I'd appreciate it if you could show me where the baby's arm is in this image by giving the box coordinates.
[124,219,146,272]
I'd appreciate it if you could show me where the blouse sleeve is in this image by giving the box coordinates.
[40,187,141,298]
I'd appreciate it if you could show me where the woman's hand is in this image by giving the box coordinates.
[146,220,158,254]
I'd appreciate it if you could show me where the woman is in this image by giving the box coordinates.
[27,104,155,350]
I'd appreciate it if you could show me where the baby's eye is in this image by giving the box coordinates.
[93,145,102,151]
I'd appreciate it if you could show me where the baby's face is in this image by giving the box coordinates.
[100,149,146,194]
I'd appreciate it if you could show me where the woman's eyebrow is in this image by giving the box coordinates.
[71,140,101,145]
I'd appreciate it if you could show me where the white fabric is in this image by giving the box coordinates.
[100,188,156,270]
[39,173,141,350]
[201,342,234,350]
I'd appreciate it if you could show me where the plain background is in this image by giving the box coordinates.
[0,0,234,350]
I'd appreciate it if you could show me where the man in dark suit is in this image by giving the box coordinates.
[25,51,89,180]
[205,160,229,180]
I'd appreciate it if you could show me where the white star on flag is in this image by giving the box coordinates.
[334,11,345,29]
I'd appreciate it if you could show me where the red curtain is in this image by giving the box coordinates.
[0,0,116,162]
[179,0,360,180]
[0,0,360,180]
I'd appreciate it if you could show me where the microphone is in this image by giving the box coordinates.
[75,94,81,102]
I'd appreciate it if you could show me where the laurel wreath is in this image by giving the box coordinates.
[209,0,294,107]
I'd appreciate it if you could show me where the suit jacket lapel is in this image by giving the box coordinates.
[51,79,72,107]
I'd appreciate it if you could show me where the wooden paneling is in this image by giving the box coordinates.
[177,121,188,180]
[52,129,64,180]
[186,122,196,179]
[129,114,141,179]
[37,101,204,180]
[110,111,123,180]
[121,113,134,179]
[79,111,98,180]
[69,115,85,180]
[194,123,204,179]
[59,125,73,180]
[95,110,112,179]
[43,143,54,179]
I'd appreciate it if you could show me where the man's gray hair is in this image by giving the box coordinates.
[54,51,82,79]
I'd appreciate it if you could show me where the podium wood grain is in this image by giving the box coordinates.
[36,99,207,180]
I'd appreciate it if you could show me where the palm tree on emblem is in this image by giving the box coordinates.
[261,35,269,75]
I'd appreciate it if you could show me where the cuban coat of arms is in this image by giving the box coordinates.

Task: Reproduce every record above verbatim, keeping the original order and line breaks.

Output of the task:
I'd appreciate it if you could show me where the baby's arm is in this image by giving the box coordinates.
[124,219,146,272]
I'd appreciate it if you could show me where the blouse sleeve is in this image by giving the box coordinates.
[40,187,141,298]
I'd appreciate it if you could show me where the woman's hand is in this image by giving the box coordinates.
[146,220,158,254]
I'd appreciate it if you could show me where the woman is in this image by giving the box coordinates.
[27,104,155,350]
I'd appreciate it if you could show me where the baby's eye is in this image by giving the box coordinates.
[93,145,102,151]
I'd appreciate it if you could show me where the baby's face is in this image by giving the box coordinates.
[100,149,146,194]
I'd appreciate it if you could show me where the woman's eyebrow is in this image by giving the box coordinates.
[71,140,101,145]
I'd appreciate it if you could show me where the white fabric is in this image by giving the box coordinates.
[100,188,156,270]
[39,173,141,350]
[201,342,234,350]
I'd appreciate it if you could show me where the plain background is in this image by giving the box coordinates.
[0,0,234,350]
I'd appreciate it if you could show me where the man in dark suit is in this image by giving the box coordinates.
[25,51,89,180]
[205,160,229,180]
I'd appreciate it if you could show me where the white star on flag is in this image by giving the box coordinates.
[334,11,345,29]
I'd appreciate it if you could show me where the red curtain is in this image by giving the box coordinates.
[0,0,116,162]
[179,0,360,180]
[0,0,360,180]
I'd appreciate it if you could show me where the microphone is in this image by giving the box coordinates.
[75,94,81,102]
I'd appreciate it if you could show me where the laurel wreath is in this image by giving the box coordinates.
[209,0,294,107]
I'd appreciate it if you could show me where the suit jacket lapel is in this image by giving the box coordinates.
[51,79,72,107]
I'd appreciate it if you could show me where the wooden paneling is in this image by giving the box coordinates.
[177,121,188,180]
[52,129,64,180]
[186,122,196,179]
[129,114,141,179]
[37,101,204,180]
[110,111,123,180]
[121,113,134,179]
[79,111,98,180]
[69,115,85,180]
[194,123,204,179]
[59,125,73,180]
[95,110,112,179]
[43,143,54,179]
I'd appreciate it if you could show me where the man's gray hair is in this image by giving the box coordinates.
[54,51,82,79]
I'd appreciate it if you could show me where the podium wood grain is in this image by giving the box coordinates.
[36,99,207,180]
I'd appreciate it if you could show me where the palm tree on emblem is in this image by giving the box coordinates.
[261,35,269,75]
I'd appreciate it if you could show me where the cuban coat of arms is in this image by giving the box coordinates.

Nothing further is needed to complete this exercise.